#### What needs to be done:
Nothing should be left out: output all of the entries exactly.

Point annotation dataset records
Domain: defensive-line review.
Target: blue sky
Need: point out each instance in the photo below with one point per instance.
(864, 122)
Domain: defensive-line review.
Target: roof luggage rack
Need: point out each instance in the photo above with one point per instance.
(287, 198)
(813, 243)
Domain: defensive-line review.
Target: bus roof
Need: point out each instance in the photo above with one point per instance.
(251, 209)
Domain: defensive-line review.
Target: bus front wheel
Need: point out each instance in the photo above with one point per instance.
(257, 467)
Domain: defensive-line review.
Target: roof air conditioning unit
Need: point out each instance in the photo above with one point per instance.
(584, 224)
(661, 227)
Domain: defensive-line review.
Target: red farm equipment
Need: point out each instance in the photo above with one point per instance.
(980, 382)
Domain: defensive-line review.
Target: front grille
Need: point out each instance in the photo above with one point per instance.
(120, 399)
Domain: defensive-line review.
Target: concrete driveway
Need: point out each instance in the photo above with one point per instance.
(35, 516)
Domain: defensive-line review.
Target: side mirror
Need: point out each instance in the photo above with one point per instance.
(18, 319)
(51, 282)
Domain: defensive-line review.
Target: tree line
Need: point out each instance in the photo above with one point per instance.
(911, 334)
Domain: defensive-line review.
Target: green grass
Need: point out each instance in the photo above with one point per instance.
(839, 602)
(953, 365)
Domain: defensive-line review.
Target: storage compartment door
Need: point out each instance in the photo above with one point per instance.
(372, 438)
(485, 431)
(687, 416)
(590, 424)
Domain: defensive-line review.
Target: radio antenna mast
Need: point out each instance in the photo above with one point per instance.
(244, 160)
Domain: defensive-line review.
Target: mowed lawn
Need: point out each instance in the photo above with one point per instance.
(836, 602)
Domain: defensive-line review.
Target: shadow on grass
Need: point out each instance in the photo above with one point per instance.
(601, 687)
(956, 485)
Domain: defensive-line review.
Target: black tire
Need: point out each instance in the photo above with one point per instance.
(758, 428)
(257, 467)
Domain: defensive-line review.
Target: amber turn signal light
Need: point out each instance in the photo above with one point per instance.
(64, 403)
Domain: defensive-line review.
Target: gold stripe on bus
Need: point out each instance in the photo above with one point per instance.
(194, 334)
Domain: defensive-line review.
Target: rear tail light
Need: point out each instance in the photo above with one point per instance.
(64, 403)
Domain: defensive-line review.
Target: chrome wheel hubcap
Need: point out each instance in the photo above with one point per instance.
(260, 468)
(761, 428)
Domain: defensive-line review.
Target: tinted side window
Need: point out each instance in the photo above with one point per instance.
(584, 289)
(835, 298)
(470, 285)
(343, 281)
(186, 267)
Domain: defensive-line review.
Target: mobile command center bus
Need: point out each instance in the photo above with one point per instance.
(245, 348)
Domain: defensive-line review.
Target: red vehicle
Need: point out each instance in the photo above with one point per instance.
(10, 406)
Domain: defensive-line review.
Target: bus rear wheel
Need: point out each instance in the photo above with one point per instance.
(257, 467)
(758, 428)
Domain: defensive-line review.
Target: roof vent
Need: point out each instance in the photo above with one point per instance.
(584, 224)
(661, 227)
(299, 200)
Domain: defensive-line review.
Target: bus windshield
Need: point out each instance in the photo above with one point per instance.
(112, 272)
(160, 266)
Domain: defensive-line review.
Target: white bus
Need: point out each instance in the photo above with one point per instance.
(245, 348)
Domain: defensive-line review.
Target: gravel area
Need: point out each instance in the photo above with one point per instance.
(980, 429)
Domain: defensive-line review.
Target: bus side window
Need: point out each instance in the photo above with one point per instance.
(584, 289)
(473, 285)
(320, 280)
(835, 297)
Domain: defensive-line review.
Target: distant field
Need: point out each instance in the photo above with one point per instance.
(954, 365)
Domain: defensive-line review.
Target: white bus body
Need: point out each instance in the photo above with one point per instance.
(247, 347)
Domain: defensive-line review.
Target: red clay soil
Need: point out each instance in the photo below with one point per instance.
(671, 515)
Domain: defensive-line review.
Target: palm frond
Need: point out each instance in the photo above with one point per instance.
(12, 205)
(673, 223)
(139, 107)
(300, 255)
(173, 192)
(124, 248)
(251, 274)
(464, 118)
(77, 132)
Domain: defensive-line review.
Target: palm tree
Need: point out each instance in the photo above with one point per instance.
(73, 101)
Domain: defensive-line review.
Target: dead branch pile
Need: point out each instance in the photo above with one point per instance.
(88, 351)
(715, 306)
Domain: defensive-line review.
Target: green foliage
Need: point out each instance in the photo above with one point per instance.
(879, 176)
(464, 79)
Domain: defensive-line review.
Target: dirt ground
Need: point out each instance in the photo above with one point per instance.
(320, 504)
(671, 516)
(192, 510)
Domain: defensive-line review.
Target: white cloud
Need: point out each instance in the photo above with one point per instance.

#### Task answer:
Domain: defensive-line review.
Target: blue sky
Need: point out each instance in the photo below with one point per instance.
(864, 122)
Domain: defensive-line review.
Target: roof luggage rack
Need: point out each instance in the photo above with one point per instance.
(287, 198)
(813, 243)
Domain: defensive-line review.
Target: bus roof
Need: point out each instance in the photo above with one point per instance.
(251, 209)
Domain: defensive-line review.
Target: bus front wheel
Need: point out each instance in the photo above with one point per instance.
(257, 467)
Domain: defensive-line review.
Target: roof air conditioning unit
Need: point out each instance in the photo above with one point per instance.
(584, 224)
(661, 227)
Domain: defensive-line review.
Target: red farm equipment
Need: point out each instance in the photo above with one point per instance.
(980, 382)
Domain: defensive-line review.
Target: front grille
Need: point out each instance in the photo above with one point per instance.
(120, 399)
Domain: defensive-line review.
Target: concrete driveway
Need: point out each instance in the photo above with one point per instance.
(35, 516)
Domain: defensive-line review.
Target: side mirror
Need: point out each instance in the photo above with one point per instance.
(18, 319)
(51, 282)
Domain: defensive-line review.
Target: tree line
Need: point out each instance in the photo above with one point per instance.
(911, 334)
Domain: defensive-line review.
Target: green grass
Need: point out each instance in the photo above with one point per instance.
(839, 602)
(953, 365)
Domain: defensive-line review.
Target: storage compartment door
Need: point out each instance in the photo above with one point per instance.
(372, 438)
(485, 431)
(687, 416)
(590, 424)
Domain: defensive-line review.
Target: radio antenna mast
Need: point out each instance in the photo above with one point per instance.
(244, 160)
Domain: defensive-line review.
Target: mowed lawn
Need: point out each instance in the photo above with one point per instance.
(836, 602)
Domain: defensive-line review.
Target: shadow on grass
Need: point out each instance in the photo above with one point per instance.
(601, 687)
(956, 485)
Domain: defensive-line review.
Target: black tire
Need: point out each instance in the photo above with one point per instance.
(758, 428)
(257, 467)
Domain: defensive-line review.
Target: amber turn signal light
Need: point out each instance in the photo above with one point per instance.
(64, 403)
Domain: defensive-line review.
Target: gold stripe on bus
Need: point out each instance in the photo above with one point per instance.
(194, 334)
Domain: defensive-line review.
Target: rear tail light
Need: point out each instance in the photo above with one point per instance.
(64, 403)
Domain: defensive-line review.
Target: chrome wheel hubcap
Need: point out each instance in the photo above with one point per instance.
(260, 468)
(761, 428)
Domain: defensive-line review.
Target: tinted side window
Need: point out each instance in the photo above with one point per instance.
(584, 289)
(835, 298)
(470, 285)
(343, 281)
(186, 267)
Domain: defensive-line review.
Target: mobile command center bus
Need: point out each instance in the photo above with one point per instance.
(245, 348)
Domain: defensive-line review.
Target: red vehicle
Need: point out each instance in the photo above with one point per instance.
(10, 406)
Domain: defensive-line review.
Target: bus rear wheel
Need: point out each instance in the photo above with one point per instance.
(257, 467)
(758, 428)
Domain: defensive-line review.
Target: roof vent
Need: point out each instance in the photo above with one point per instance.
(584, 224)
(661, 227)
(299, 200)
Domain: defensive-line review.
Target: bus windshield
Need: point out each instance in the photo above with one point per instance.
(112, 272)
(160, 266)
Domain: defensive-line review.
Target: white bus
Need: point out each instance in the photo above with one point per instance.
(245, 348)
Domain: defensive-line review.
Target: gravel area
Need: point out each instance in the photo above with one point per instance.
(980, 429)
Domain: defensive-line review.
Target: bus side window
Need: point out each instance in the photo above with one point per instance.
(584, 289)
(473, 285)
(320, 280)
(835, 297)
Domain: defensive-line review.
Target: distant field
Need: point out each instance in the photo above with one point per instance.
(954, 365)
Domain: defensive-line review.
Target: white bus body
Need: point out each instance in the photo above with one point per instance.
(247, 347)
Domain: defensive-line review.
Target: red clay soil
Need: point out each instance in the photo below with one point per instance.
(671, 515)
Domain: defensive-line review.
Target: palm frond
Need: point out each instance in the photo above with one point per instance.
(12, 205)
(673, 223)
(139, 107)
(300, 255)
(173, 192)
(124, 248)
(251, 274)
(464, 118)
(77, 132)
Domain: defensive-line review.
Target: palm tree
Need: point out each instance in the photo above with one point per instance.
(73, 101)
Domain: defensive-line review.
Target: dead branch pile
Need: point out each instance in the photo above with one point per instance.
(88, 351)
(715, 306)
Domain: defensive-line review.
Target: green foliage
Need: point out each instance in the photo above with one point per instance.
(879, 176)
(464, 79)
Domain: defensive-line review.
Target: dirt ground
Need: point out each instance in the photo above with one point per instance.
(320, 504)
(671, 516)
(192, 510)
Domain: defensive-line review.
Target: white cloud
Need: point out each instance in the photo above with one point per instance.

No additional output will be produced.